▶ **COMPLETE O SEGUINTE**:
(1) No projeto de lei sobre casas para as classes laboriosas, durante quantos anos as empresas ficam isentas da contribuição predial?
(2) Reproduza palavra por palavra os registos, começando na linha que contém "For each instance of the wood-style" e terminando no fim dos registos, com ambos os extremos incluídos.

▶ **TEXTO EXTRAÍDO**:
▼▼▼

Terminâmos n'este ponto a nossa, porventura, longa exposição, tendo apresentado as idéas e as opiniões que nos suggeriu o estudo d'este importante problema social.

Maduramente o estudámos, e cremos que o apresentamos digno da discussão parlamentar.

Se a tentativa que este projecto de lei representa produzir, como é de esperar, o desejado resultado, o parlamento que o approvar terá certamente feito um grande serviço ao paiz.

PROJECTO DE LEI

Artigo 1.° É o governo auctorisado a conceder ás emprezas, que se organisarem para a construcção de casas destinadas á habitação das classes laboriosas e menos abastadas, mediante o pagamento de rendas não superiores em Lisboa e Porto e nas suas immediações a 40$000 réis por anno e nos restantes centros do paiz a 25$000 réis por anno:

1.° Isenção da contribuição predial por espaço de vinte annos.

2.° Isenção de contribuição de registo, quanto aos terrenos para esse fim adquiridos.

3.° A faculdade de escolherem nas mattas nacionaes as madeiras que lhes convierem e que sem prejuizo para o estado poderem ser cortadas.

a) Para este eifeito as emprezas requisitarão até 31 de julho de cada anno os volumes de madeira que desejarem obter; se os volumes pedidos forem superiores aos que o estado póde fornecer, far-se-ha um rateio entre os pedidos das differentes companhias.

b) As requisições das emprezas designarão o numero e os typos das casas que pretendem construir com as madeiras requisitadas; reservando-se alem d'isso o governo a faculdade de fiscalisar o emprego das madeiras, que fornecer a cada empreza;

c) As madeiras serão cedidas ás emprezas por um preço de matagem inferior em 25 por cento ao fixado pela ultima praça.

Art. 2.° As camaras municipaes, nos concelhos em que se construam bairros nas condições d'esta lei, reembolsarão as emprezas da metade do custo effectivo dos terrenos, que forem applicados para abertura de ruas, praças e logradouros communs e publicos, cujas obras serão consideradas municipaes.

▲▲▲

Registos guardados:
▼▼▼

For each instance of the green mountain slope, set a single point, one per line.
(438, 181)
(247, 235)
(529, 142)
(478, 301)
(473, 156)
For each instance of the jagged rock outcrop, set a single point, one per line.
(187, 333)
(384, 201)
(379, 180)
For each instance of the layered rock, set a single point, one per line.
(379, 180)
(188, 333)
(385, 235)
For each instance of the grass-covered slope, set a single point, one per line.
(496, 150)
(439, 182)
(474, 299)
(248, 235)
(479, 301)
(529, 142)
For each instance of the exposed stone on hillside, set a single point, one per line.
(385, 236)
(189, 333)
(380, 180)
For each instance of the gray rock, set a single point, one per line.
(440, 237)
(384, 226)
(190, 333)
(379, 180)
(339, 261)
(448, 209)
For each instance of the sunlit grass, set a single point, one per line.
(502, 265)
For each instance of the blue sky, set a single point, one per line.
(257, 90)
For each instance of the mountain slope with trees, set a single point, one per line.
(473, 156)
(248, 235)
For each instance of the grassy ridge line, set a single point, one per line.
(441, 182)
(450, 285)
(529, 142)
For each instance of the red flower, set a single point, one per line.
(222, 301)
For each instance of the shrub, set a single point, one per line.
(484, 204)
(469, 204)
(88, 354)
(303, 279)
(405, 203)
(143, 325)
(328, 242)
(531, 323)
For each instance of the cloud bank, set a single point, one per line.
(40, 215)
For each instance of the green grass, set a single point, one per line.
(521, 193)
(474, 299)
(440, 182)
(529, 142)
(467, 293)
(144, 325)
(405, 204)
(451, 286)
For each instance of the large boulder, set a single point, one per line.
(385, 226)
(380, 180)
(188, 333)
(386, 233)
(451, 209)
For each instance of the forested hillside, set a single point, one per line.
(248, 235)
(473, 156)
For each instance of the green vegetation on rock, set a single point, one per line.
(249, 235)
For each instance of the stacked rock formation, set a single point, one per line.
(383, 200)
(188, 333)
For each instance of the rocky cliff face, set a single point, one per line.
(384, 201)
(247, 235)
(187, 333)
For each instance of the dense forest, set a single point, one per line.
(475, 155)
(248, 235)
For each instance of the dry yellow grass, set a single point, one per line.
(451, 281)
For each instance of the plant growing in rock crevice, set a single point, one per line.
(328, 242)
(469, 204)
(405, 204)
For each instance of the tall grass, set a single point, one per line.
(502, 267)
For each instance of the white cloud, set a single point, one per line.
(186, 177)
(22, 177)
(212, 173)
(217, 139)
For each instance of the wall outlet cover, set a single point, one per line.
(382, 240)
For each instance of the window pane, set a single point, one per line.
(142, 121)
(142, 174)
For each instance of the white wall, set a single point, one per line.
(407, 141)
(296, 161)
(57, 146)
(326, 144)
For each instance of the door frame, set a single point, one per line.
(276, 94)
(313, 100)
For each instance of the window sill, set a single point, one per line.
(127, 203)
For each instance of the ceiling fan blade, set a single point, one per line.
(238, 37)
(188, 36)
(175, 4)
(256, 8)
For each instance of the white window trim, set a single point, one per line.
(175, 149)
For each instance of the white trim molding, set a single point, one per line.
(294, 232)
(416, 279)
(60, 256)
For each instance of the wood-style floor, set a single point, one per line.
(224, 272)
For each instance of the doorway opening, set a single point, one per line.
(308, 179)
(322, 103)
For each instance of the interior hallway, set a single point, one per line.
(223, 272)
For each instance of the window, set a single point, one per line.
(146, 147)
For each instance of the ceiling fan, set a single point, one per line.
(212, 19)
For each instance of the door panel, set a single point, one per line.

▲▲▲

▶ **RESPOSTAS**:
(1) Durante vinte anos.

(2)
For each instance of the wood-style floor, set a single point, one per line.
(224, 272)
For each instance of the doorway opening, set a single point, one per line.
(308, 179)
(322, 103)
For each instance of the interior hallway, set a single point, one per line.
(223, 272)
For each instance of the window, set a single point, one per line.
(146, 147)
For each instance of the ceiling fan, set a single point, one per line.
(212, 19)
For each instance of the door panel, set a single point, one per line.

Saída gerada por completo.